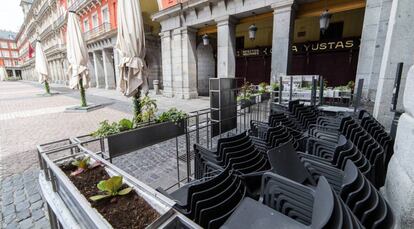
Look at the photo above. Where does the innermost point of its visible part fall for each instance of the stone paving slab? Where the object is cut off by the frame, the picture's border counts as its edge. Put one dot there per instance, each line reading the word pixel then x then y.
pixel 27 119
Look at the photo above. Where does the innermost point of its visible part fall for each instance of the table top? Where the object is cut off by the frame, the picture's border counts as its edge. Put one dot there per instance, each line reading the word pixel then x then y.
pixel 252 214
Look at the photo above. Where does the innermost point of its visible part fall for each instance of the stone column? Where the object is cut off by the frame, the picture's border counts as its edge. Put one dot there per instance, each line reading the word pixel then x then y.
pixel 283 22
pixel 177 63
pixel 398 188
pixel 372 45
pixel 92 82
pixel 226 47
pixel 189 63
pixel 99 73
pixel 109 70
pixel 167 77
pixel 399 47
pixel 116 63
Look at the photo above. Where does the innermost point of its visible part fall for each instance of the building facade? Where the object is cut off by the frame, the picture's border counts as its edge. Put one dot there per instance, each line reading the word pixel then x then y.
pixel 45 20
pixel 365 40
pixel 9 54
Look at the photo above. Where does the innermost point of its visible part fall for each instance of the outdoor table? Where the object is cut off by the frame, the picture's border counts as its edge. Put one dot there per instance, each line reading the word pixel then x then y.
pixel 253 214
pixel 336 109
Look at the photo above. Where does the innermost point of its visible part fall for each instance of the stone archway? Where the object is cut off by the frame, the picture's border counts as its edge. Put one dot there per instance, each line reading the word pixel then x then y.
pixel 206 68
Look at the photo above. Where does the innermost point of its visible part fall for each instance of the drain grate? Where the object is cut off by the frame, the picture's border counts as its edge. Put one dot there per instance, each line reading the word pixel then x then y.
pixel 183 157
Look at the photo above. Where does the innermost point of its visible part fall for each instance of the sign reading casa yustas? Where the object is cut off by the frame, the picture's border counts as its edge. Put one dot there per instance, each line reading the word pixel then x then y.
pixel 308 47
pixel 326 46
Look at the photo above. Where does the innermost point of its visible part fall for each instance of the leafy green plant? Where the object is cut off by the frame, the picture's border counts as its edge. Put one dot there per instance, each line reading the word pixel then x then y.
pixel 274 86
pixel 105 129
pixel 81 165
pixel 148 109
pixel 263 88
pixel 125 124
pixel 172 115
pixel 111 187
pixel 341 88
pixel 351 85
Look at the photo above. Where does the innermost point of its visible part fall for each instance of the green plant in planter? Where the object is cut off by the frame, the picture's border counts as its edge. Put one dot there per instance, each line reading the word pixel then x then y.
pixel 125 124
pixel 351 85
pixel 263 88
pixel 148 109
pixel 105 129
pixel 245 92
pixel 111 187
pixel 274 86
pixel 172 115
pixel 81 165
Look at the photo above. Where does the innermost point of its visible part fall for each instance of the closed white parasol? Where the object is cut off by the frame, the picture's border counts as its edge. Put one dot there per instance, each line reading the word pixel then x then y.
pixel 41 64
pixel 131 46
pixel 77 54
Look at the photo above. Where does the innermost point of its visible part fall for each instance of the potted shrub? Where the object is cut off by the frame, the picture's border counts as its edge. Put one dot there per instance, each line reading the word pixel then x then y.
pixel 126 136
pixel 95 195
pixel 263 91
pixel 245 97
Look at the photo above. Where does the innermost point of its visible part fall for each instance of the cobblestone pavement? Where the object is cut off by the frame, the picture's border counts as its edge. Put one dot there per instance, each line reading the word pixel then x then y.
pixel 28 119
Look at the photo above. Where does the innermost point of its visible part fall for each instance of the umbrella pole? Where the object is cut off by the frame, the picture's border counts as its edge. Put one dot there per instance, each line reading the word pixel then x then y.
pixel 47 88
pixel 82 91
pixel 137 107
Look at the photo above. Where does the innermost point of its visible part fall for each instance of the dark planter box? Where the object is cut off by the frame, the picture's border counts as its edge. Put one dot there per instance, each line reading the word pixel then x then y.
pixel 265 96
pixel 245 103
pixel 253 100
pixel 129 141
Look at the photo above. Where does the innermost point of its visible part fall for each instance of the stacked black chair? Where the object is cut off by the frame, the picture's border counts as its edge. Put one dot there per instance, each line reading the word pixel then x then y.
pixel 304 115
pixel 294 206
pixel 377 131
pixel 240 155
pixel 337 154
pixel 356 191
pixel 265 137
pixel 364 142
pixel 211 201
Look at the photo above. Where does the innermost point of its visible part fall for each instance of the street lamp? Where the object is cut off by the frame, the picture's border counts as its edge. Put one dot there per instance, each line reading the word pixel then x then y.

§ **TASK TO COMPLETE**: Leaving out the pictures, transcribe the material above exactly.

§ **ANSWER**:
Look at the photo above. Where does the innermost point of its visible part fall for each instance of the stone paving slab? Where the object is cut off by the frame, the picture's border counts as its edge. Put one dot there per instance, each line reading the word pixel then x then y.
pixel 27 119
Look at the photo above. Where does the innermost point of its visible part fall for each instance of the table top? Where the object is cut off by the frame, the picture's border counts as its edge. Put one dot there per instance, each line reading the word pixel then x then y.
pixel 252 214
Look at the photo above. Where does the innermost point of its visible part fall for each instance of the stone column? Where the object is cut off by the frame, the picture's border counts as its edge. Put one dot there per instance, each line reading the word pixel then x then y.
pixel 283 22
pixel 177 63
pixel 398 188
pixel 372 45
pixel 92 82
pixel 226 47
pixel 189 63
pixel 99 73
pixel 109 70
pixel 167 77
pixel 399 47
pixel 116 63
Look at the photo above. Where does the innermost point of its visible part fall for each instance of the building facade? Where the object is cut off by the frame, the picture's border counts as its edge. Put one dot there per instance, each line reading the word pixel then x then y.
pixel 45 20
pixel 365 40
pixel 9 54
Look at the photo above. Where does the innermost point of its visible part fall for each instance of the outdoor table? Where the object is cut off by the frame, the picture's border counts as its edge. Put one dot there per instance, each line reading the word pixel then x then y.
pixel 253 214
pixel 336 109
Look at the photo above. Where does the innermost point of its visible part fall for each instance of the stone archway? Where the object is cut off by the frame, the picture's border counts as its edge. Put one dot there per instance, each line reading the word pixel then x then y.
pixel 206 68
Look at the photo above. Where does the innermost point of its visible part fall for each instance of the drain grate? Where the object is cut off by the frame, the picture's border counts as its edge. Put one dot there per instance, each line reading the word pixel then x then y.
pixel 183 157
Look at the photo above. Where does the innermost point of its visible part fall for each instance of the sign reading casa yustas? Where the object is cut off by the frame, the picture's border counts as its edge. Put one dot there per instance, each line reading the word pixel then x then y.
pixel 308 47
pixel 326 46
Look at the photo above. Where does the innermost point of its visible part fall for each instance of the leafy green plant? Where the object is cut off by the frame, the picture's border counts as its edge. Put one dot there per instance, each line reading the word pixel then x then y.
pixel 274 86
pixel 105 129
pixel 81 165
pixel 148 109
pixel 263 88
pixel 125 124
pixel 172 115
pixel 111 187
pixel 341 88
pixel 351 85
Look at the photo above. Where does the innermost point of its visible part fall for each instance of the green plant in planter? Where the object is cut off by the frame, the picture's border counts as its edge. Put one dot there per instance, each line reading the word pixel then x then y.
pixel 125 124
pixel 351 85
pixel 263 88
pixel 148 109
pixel 105 129
pixel 245 92
pixel 111 187
pixel 274 86
pixel 172 115
pixel 81 165
Look at the photo above. Where does the innermost point of its visible part fall for each instance of the closed white parasol? Where the object is cut off by the frame, the picture's border counts as its edge. Put one dot there per instance, each line reading the word pixel then x then y.
pixel 41 64
pixel 131 46
pixel 77 54
Look at the photo above. Where does the innermost point of its visible part fall for each instance of the potted shrub? Where the object is cut off by the frame, the picture's border counts as its edge. Put one dot there per instance, each line reading the word pixel then x then y.
pixel 126 136
pixel 95 195
pixel 263 91
pixel 245 97
Look at the photo above. Where does the innermost point of its visible part fall for each instance of the cobblestone pavement? Where the object is cut off by the frame, the picture's border counts as its edge. Put one dot there per instance, each line reading the word pixel then x then y.
pixel 28 119
Look at the photo above. Where does the innermost point of its visible part fall for each instance of the umbrella pole? Where the object is cut off by the frame, the picture's border counts as its edge. Put one dot there per instance, each line reading the word pixel then x then y.
pixel 47 88
pixel 82 91
pixel 137 107
Look at the photo above. Where does the innermost point of its visible part fall for each instance of the dark planter box? Where the object is cut off by the frame, the picture's border counts as its edge. Put one dot there per instance, each line reading the word pixel then x then y.
pixel 265 96
pixel 245 103
pixel 253 100
pixel 129 141
Look at the photo above. Where does the innermost point of its visible part fall for each instance of the stacked black chair? Where the object is cut off by the frame, the picture's border counts as its edge. Put one dot there per instance, each line reading the word pixel then x then y.
pixel 304 115
pixel 294 206
pixel 377 131
pixel 240 155
pixel 337 154
pixel 356 191
pixel 265 137
pixel 364 142
pixel 211 201
Look at the photo above. Where does the innermost point of its visible part fall for each instance of the street lamp? Where the object is cut off by the frame, the picture's border counts as its edge. Put one dot there per instance, each line reading the word pixel then x then y.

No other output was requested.